Gib den Abschnitt des Textes über die Festnahme Puigdemonts zwischen „Puigdemont-Festnahme in Italien“ und „auch juristisch brisant.“, beide eingeschlossen, wortgetreu wieder.

Quellenauszug:
╔══

Puigdemont-Festnahme in Italien politisch und rechtlich brisant
Die italienische Grenzpolizei wartete schon auf den prominenten Flüchtling vor der spanischen Justiz. Kaum hatte der frühere katalanische Regionalregierungschef Carles Puigdemont in Sardinien am Donnerstag das Flugzeug verlassen, wurde er auch schon festgesetzt. Grund war ein europäischer Haftbefehl des Obersten Gerichtshofs Spaniens von 2019. Doch die Verhaftung Puigdemonts ist nicht nur politisch, sondern auch juristisch brisant.
Die spanische Justiz wirft Puigdemont wegen des illegalen Unabhängigkeitsreferendums von 2017 unter anderem Rebellion vor. Damals versuchte die spanische Polizei mit großer Härte, die Abstimmung zu unterbinden. Da fast nur Befürworter der Abspaltung abstimmten, gab es eine große Mehrheit für die Unabhängigkeit. Nachdem Puigdemont die Unabhängigkeit der Region ausgerufen und dann gleich wieder ausgesetzt hatte, wurde er abgesetzt und Katalonien wurde unter Direktverwaltung der Zentralregierung gestellt. Puigdemont und einige seiner Mitstreiter flohen ins Ausland. Die führenden Separatisten, die nicht flohen, wurden 2019 zu langjährigen Haftstrafen zwischen 9 und 13 Jahren verurteilt, im vergangenen Juni aber begnadigt.

╚══

Datenauszüge:
╔══

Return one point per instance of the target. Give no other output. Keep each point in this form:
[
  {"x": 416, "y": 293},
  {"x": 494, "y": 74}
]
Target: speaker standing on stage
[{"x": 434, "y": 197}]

╚══
╔══

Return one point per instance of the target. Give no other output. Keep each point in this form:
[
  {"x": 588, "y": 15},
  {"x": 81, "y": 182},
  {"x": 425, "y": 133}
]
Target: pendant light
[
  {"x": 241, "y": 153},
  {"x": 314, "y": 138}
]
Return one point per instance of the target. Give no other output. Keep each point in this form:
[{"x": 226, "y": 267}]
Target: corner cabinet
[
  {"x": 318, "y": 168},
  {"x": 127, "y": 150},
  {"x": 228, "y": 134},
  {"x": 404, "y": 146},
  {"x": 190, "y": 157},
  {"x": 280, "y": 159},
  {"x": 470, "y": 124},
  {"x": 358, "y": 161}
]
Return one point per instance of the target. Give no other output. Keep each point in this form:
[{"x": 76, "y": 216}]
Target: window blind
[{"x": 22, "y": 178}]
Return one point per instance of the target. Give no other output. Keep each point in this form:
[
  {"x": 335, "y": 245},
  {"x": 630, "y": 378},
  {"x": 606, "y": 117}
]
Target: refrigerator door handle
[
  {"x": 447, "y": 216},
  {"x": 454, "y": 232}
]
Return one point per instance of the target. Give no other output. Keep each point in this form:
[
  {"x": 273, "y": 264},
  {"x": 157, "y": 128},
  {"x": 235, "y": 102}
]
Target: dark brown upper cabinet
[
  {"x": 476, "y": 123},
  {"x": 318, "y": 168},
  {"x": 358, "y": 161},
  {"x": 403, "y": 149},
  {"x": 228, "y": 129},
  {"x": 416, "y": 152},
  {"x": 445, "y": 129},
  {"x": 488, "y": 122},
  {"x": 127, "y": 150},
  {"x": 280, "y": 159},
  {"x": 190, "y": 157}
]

╚══
╔══

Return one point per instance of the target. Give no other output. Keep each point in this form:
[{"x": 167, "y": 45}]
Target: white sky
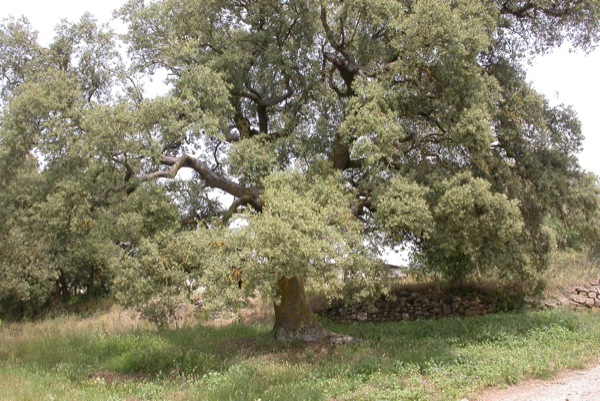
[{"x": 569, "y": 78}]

╚══

Schriftliche Antwort:
Puigdemont-Festnahme in Italien politisch und rechtlich brisant
Die italienische Grenzpolizei wartete schon auf den prominenten Flüchtling vor der spanischen Justiz. Kaum hatte der frühere katalanische Regionalregierungschef Carles Puigdemont in Sardinien am Donnerstag das Flugzeug verlassen, wurde er auch schon festgesetzt. Grund war ein europäischer Haftbefehl des Obersten Gerichtshofs Spaniens von 2019. Doch die Verhaftung Puigdemonts ist nicht nur politisch, sondern auch juristisch brisant.